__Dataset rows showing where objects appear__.
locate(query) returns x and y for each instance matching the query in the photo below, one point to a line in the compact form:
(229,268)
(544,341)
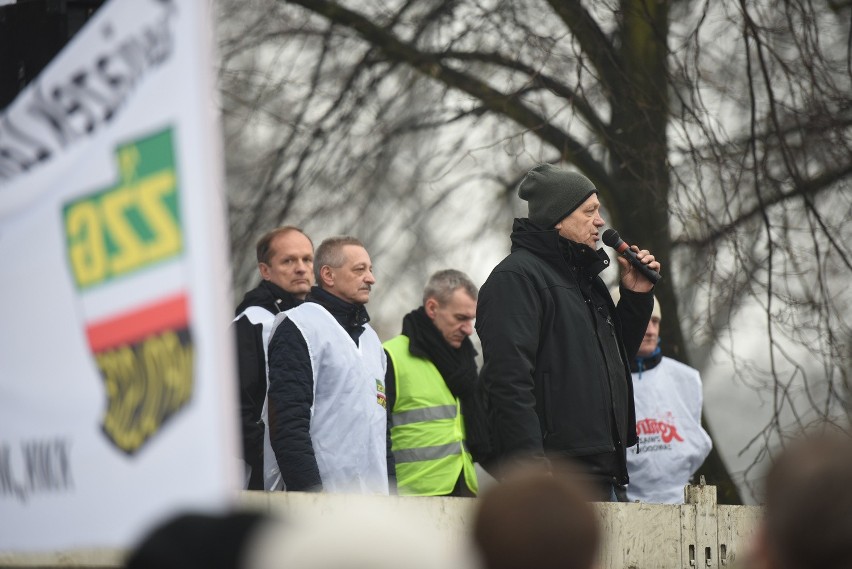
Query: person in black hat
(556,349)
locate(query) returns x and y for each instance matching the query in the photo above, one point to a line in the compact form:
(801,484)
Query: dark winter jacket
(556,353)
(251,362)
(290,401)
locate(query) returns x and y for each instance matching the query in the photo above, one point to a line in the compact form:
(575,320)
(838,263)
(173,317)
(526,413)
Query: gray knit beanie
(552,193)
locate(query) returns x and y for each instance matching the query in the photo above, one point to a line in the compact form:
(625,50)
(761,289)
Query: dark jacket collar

__THE EXERCISE__. Can you quote the whole listing above word for word, leaving out the pictures?

__RESPONSE__.
locate(query) returns x and y for each instance matching the query in the photo below, one point to a line in the compact form:
(229,268)
(544,341)
Query: person in black hat
(556,349)
locate(query) returns x and y for each instance matching the query in the photo above, one point to a line in the compact form:
(801,484)
Query: dark winter jacket
(556,353)
(251,362)
(290,401)
locate(query) returns x and y for each instance matching the query in the photo above, one point to a line in the compact form:
(575,320)
(838,263)
(173,317)
(526,413)
Query: gray knit beanie
(552,193)
locate(query) returns x and y for each instance matching the query in the photo above, one point to a line in the compact form:
(625,50)
(761,289)
Query: dark jacket collar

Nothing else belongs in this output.